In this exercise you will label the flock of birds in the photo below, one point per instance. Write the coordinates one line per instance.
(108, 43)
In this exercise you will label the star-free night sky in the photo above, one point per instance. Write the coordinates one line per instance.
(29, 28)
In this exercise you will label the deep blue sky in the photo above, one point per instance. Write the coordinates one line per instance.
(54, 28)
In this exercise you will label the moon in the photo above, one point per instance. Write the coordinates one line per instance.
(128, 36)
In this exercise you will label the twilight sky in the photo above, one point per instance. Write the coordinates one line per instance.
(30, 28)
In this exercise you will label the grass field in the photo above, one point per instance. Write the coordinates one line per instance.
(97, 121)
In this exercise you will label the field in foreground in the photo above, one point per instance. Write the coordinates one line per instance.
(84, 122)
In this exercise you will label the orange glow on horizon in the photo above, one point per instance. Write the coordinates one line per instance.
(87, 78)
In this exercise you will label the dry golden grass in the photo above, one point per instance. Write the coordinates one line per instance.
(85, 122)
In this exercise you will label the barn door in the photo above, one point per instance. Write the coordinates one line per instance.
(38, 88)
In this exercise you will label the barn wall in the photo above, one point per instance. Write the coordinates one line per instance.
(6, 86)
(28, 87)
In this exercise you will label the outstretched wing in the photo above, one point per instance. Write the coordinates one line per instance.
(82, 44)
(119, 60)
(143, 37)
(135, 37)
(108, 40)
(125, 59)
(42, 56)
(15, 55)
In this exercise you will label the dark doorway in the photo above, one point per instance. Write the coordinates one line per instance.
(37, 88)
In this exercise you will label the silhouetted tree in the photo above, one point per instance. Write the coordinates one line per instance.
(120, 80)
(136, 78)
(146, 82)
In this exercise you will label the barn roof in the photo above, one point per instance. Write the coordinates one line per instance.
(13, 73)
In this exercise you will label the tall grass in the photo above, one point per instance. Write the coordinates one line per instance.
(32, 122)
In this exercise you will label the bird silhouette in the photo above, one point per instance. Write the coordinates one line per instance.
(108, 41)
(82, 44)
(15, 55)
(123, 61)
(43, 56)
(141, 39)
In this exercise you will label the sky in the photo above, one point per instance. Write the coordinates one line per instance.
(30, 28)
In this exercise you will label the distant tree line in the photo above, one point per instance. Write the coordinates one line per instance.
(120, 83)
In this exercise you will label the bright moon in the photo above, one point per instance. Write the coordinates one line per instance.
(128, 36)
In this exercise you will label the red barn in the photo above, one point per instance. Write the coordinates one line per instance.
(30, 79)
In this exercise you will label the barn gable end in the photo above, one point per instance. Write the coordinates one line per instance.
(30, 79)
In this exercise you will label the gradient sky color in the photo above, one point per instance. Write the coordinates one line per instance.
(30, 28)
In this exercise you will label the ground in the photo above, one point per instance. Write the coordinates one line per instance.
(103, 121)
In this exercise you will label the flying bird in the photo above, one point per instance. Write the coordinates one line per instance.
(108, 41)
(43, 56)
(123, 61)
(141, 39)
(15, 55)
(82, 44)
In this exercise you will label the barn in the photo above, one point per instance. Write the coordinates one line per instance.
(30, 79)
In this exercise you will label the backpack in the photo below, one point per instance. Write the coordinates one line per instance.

= = = =

* _Stated task_
Starting with the line that contains "In this exercise you will label the ground" and ending with the last line of the data, write out all of those lines again, shifting every coordinate by -56 and leaving everything else as it is.

* _Exercise response_
In this exercise you will label the ground in the photo above, one point per instance. Write the coordinates one line per instance.
(47, 65)
In this exercise you will label the flying bird in the photo above, one point per instance. Write the coordinates one line per instance.
(52, -15)
(-13, 0)
(67, 5)
(85, -17)
(-41, -1)
(26, -12)
In this exercise you will label the barn in the photo above, one point per instance. Write the coordinates one line per instance.
(-26, 23)
In this exercise you will label the backpack in the photo below, one point per instance. Write the coordinates one line per instance.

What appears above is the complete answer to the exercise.